───── SUPPLIED RECORDS

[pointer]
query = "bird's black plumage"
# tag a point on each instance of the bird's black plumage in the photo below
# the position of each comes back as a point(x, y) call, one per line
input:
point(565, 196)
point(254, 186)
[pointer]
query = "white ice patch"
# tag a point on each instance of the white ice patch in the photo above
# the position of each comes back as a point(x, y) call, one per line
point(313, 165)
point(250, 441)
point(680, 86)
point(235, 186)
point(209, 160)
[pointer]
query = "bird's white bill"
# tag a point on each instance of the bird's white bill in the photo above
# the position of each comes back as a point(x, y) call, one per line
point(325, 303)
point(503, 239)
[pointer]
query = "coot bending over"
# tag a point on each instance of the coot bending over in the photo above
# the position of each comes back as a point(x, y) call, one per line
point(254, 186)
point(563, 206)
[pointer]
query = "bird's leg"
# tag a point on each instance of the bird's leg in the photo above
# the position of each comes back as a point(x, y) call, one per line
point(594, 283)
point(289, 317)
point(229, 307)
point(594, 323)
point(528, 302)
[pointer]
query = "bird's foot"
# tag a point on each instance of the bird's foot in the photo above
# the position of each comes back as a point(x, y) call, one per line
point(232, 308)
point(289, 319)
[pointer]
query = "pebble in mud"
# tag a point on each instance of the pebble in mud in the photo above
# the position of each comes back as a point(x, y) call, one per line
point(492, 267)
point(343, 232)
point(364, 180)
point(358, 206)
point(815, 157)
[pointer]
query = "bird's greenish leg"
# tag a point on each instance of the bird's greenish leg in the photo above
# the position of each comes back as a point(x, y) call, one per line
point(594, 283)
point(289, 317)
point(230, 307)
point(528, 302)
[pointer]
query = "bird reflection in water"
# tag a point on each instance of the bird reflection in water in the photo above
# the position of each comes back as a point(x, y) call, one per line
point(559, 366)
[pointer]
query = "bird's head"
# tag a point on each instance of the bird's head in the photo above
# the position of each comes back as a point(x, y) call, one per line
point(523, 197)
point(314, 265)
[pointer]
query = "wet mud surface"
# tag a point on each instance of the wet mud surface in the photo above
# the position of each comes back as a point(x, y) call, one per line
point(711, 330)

──────────

AIM OF THE TASK: Each record above has to be repeated word for word.

ANSWER TO THE PROBLEM:
[pointer]
query = "bird's black plumage"
# tag a point on each instance of the bird's black plumage in the photo below
# the position of each comes back as a point(x, y) call, one per line
input:
point(565, 196)
point(254, 186)
[pointer]
query = "white ice patch"
# tag a point on each instance of the white ice patch in the photo above
# the position of each comes back as a point(x, y) call, one per line
point(313, 165)
point(250, 441)
point(680, 86)
point(235, 186)
point(209, 160)
[pointer]
query = "bird's white bill"
# tag a point on each instance of the bird's white bill in the photo above
# the position of each comes back as a point(x, y) call, one per line
point(325, 303)
point(503, 239)
[pointer]
query = "coot bending over"
# tag a point on each instance of the coot bending over in the photo above
# the position of each comes back as a point(x, y) call, one per line
point(254, 186)
point(563, 206)
[pointer]
query = "bird's leg"
# tag a point on each instance of the bird's leg in the photo above
# the position of each comes back as a point(x, y) call, one per line
point(594, 283)
point(289, 317)
point(229, 307)
point(594, 323)
point(528, 302)
[pointer]
query = "bird's foot"
# tag a point on each instance of the bird's foot in the photo above
# the position of each comes back as a point(x, y) call, one per line
point(232, 308)
point(289, 319)
[pointer]
query = "pebble in mud"
# tag a point on each instance of the pebble in mud in the photo above
# the position of each comes back as a point(x, y) call, one per line
point(492, 267)
point(343, 232)
point(364, 180)
point(358, 206)
point(815, 157)
[pointer]
query = "bird's greenish leg"
# tag a point on each instance of the bird's greenish leg in the photo above
# the position of each comes back as a point(x, y) call, one per line
point(594, 283)
point(289, 317)
point(230, 307)
point(528, 302)
[pointer]
query = "bird reflection in water"
# tag a point on each instance of the bird reflection in water in the photo above
# the position of each comes back as a point(x, y) call, one per line
point(559, 366)
[pointer]
query = "bird's head"
# tag a point on each instance of the bird's head in the photo above
# the position of each comes back as a point(x, y) call, one per line
point(523, 197)
point(314, 265)
[pointer]
query = "wet mud surface"
# tag a point on each instance of the wet mud surface in the photo above
# the position of each comes back as a point(x, y) call, one per line
point(711, 330)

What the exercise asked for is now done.